- PROMPT 1:
Reproduce the part of the session description starting at "Date & Time" and ending at "responding to abuse.".
- PROMPT 2:
In which room does the session description place the workshop?

- QUOTED PASSAGE:
----

Track

Date & Time
Wednesday, April 22, 2026, 12:40 PM - 1:30 PM
Room Location
Carron 1 & 2
Session Code
WK02
Name
How Do You Address The Commercial Cyber Intrusion Problem?
Description

Strategic Discussion: Commercial Cyber Intrusion Capabilities (CCICs) have become a defining feature of today’s cyber threat landscape. Developed and sold by private companies but used by a wide range of state and non‑state actors, these capabilities can blur the line between responsible and irresponsible cyber activity. Their global availability, incentivisation, and uneven standards of accountability, precision, oversight and transparency create real risks: to victims, to international stability, and to the defenders tasked with detecting and responding to abuse.

This workshop will explore how we can respond more effectively to this challenge by working differently. Attendees will examine how cross‑sector collaboration can create an “aggregate advantage” that outperforms isolated action. Through facilitated discussion and interactive exercises, participants will contribute ideas on how to deliberately combine capabilities such as vulnerability research, threat intelligence, forensics, policy expertise, victim support, and shared telemetry. The session is designed to be participatory, drawing on the collective experience in the room to identify practical models for collaboration and coordinated response. Bringing together government, industry, civil society, and the technical community.

----

[Data items]
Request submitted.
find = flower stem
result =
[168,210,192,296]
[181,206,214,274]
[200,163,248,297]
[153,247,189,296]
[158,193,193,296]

----

- EXPECTED ANSWER 1:
Date & Time
Wednesday, April 22, 2026, 12:40 PM - 1:30 PM
Room Location
Carron 1 & 2
Session Code
WK02
Name
How Do You Address The Commercial Cyber Intrusion Problem?
Description

Strategic Discussion: Commercial Cyber Intrusion Capabilities (CCICs) have become a defining feature of today’s cyber threat landscape. Developed and sold by private companies but used by a wide range of state and non‑state actors, these capabilities can blur the line between responsible and irresponsible cyber activity. Their global availability, incentivisation, and uneven standards of accountability, precision, oversight and transparency create real risks: to victims, to international stability, and to the defenders tasked with detecting and responding to abuse.

- EXPECTED ANSWER 2:
Carron 1 & 2